Instrucción dada 1:
Reescribe todo lo que va en los registros desde la línea que contiene "Exercise. Put one point on each instance of the child" hasta la que contiene "(596, 1224)", ambas incluidas, poniendo "dirt path" en lugar de "gravel path" y sin tocar nada más.

Texto:
==============================

Vivac en la Almenara

 .




Cima de la Almenara, 3 de diciembre de 2021

Últimamente ejerce mucha atracción sobre mí ese perfil de montañas que aparecen frente a mi ventana cada día y que ocupan toda la franja del horizonte entre el Almanzor y la Najarra. Está ahí desde hace más de treinta años que vivimos en esta casa, pero hasta ahora no me había ocupado en identificar una por una las cimas, casi siempre una línea quebrada como el gráfico de un cardiograma que hubiera congelado dos, tres millones atrás el palpitar de la Tierra. Desde lo más lejano, donde desde las gargantas de Chilla y Tejea se levantan las cimas más prominentes de Gredos, el perfil baja levemente, asciende después por Los Campanarios a la Mira, se desliza en un suave descenso en el puerto el Peón y arranca hacia el Mojón de las Tres Cruces desde donde ya me es difícil identificar las cumbres; me pierdo. Tomo el mapa, abro el Google Earth en el ordenador, pero hasta el puerto el Pico y el Torozo se me hace  difícil saber quién es quién. Subido más tarde a las grupas de esa sierra quizás puedo identificar el Risco de las Morillas antes de que la montaña se precipite sobre el puerto del Pico para tomar un respingo sobre el Torozo y bajar y subir por la sierra del Valle, en donde quizás soy capaz de nombrar la cima de Lanchamala por la forma abrupta de su cumbre. Y de allí, tras un ondulante paseo, llego al cerro de la Escusa antes de precipitarse sobre el puerto de Casillas y subir definitivamente al alto del Mirlo, última prominencia antes de hundirse el final de la dorsal en las cercanías de San Martín de Valdeiglesias, en donde la orografía se toma un respiro, se remansa, pero dejando entrever tras ella, ¡sorpresa!, nuevas montañas que dejan ver un ancho valle por medio, el valle por donde discurre el río Alberche que surte de agua al embalse del Burguilllo. Se trata de la sierra de la Paramera. Desde mi ventana puedo ver perfectamente el perfil del pico Zapatero. Ahora, volviendo a la línea principal –ese espinazo que nace allá por el Calvitero y Tornavacas y  corre hasta la mismísima cima del pico de la Miel– el horizonte se abaja por un largo trecho hasta que de repente da un respingo y vuelve a elevarse en un gracioso revoloteo, como una cometa que arrastrada por una ráfaga de aire se elevara repentinamente, alcanzando la montaña más occidental de Guadarrama, es decir, la montaña objeto de mi ascensión de hoy, la Almenara.

Así que en la Almenara estoy. Noche estrellada aunque con un cielo sin profundidad por culpa de la invasión lumínica que permea todo el llano madrileño. Una grata ascensión de 400 metros de desnivel que comienza en la ermita de Navahonda y, siguiendo el GR10, aquel que comienza en Valencia y termina en Lisboa, se sube a lo alto de la sierra por un bello camino constelado de encinas que trepa más arriba entre peñascales y jaras hasta alcanzar en una pequeña trepada la cima.

==============================

Instrucción dada 2:
Convierte en una lista breve el párrafo del texto que empieza con «Así que en la Almenara estoy» y conserva sus datos principales.

Material de trabajo:
==============================

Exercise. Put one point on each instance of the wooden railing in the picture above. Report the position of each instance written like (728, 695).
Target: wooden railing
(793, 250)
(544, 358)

==============================

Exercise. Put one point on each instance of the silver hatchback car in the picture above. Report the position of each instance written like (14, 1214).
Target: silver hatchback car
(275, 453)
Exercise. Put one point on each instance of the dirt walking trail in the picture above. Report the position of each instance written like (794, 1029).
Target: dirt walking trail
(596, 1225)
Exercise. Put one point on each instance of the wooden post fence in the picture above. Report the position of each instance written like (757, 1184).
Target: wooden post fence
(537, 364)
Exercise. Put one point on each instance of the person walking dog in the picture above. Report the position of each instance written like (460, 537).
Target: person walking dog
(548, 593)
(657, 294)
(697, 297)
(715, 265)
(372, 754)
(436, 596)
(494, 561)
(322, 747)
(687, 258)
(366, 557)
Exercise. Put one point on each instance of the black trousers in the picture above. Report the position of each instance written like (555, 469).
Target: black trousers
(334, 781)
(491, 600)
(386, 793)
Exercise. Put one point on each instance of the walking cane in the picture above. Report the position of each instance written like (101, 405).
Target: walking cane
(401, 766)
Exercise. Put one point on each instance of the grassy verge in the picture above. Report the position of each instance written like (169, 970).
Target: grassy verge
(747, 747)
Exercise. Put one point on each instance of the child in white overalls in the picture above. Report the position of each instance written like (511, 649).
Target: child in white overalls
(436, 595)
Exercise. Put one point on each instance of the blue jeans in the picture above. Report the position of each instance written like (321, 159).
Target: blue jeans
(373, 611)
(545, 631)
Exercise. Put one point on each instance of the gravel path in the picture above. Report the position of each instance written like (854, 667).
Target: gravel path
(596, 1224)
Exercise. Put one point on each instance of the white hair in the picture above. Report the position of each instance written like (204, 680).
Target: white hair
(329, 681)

==============================

Respuesta correcta 1:
Exercise. Put one point on each instance of the child in white overalls in the picture above. Report the position of each instance written like (511, 649).
Target: child in white overalls
(436, 595)
Exercise. Put one point on each instance of the blue jeans in the picture above. Report the position of each instance written like (321, 159).
Target: blue jeans
(373, 611)
(545, 631)
Exercise. Put one point on each instance of the dirt path in the picture above. Report the position of each instance written like (854, 667).
Target: dirt path
(596, 1224)

Respuesta correcta 2:
- Noche estrellada en la cima de la Almenara.
- El cielo no tiene profundidad por la contaminación lumínica del llano madrileño.
- La ascensión salva 400 metros de desnivel y parte de la ermita de Navahonda.
- Sigue el GR10, que va de Valencia a Lisboa.
- El camino pasa entre encinas y después entre peñascales y jaras, y termina con una pequeña trepada hasta la cima.